What is expected>
A complete answer lists every line of the entries below where the string "chimney" appears.

++++ Data under study

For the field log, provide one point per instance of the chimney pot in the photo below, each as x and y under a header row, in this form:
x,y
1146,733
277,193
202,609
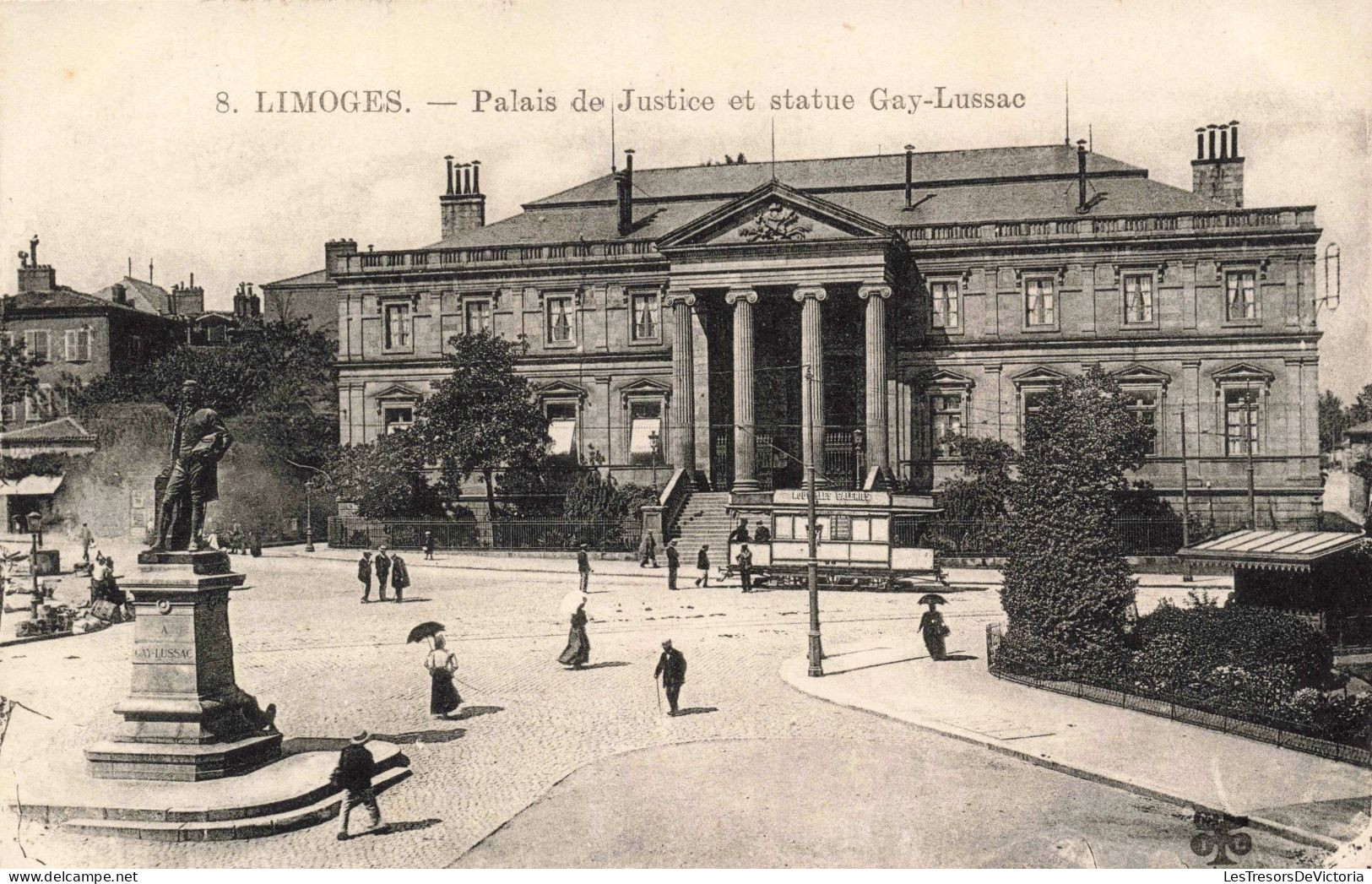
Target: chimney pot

++++++++

Answer space>
For the field log, provide one point per instance of the chimney pot in the photo below, each as x and y under a header row, in this form:
Target: chimney pot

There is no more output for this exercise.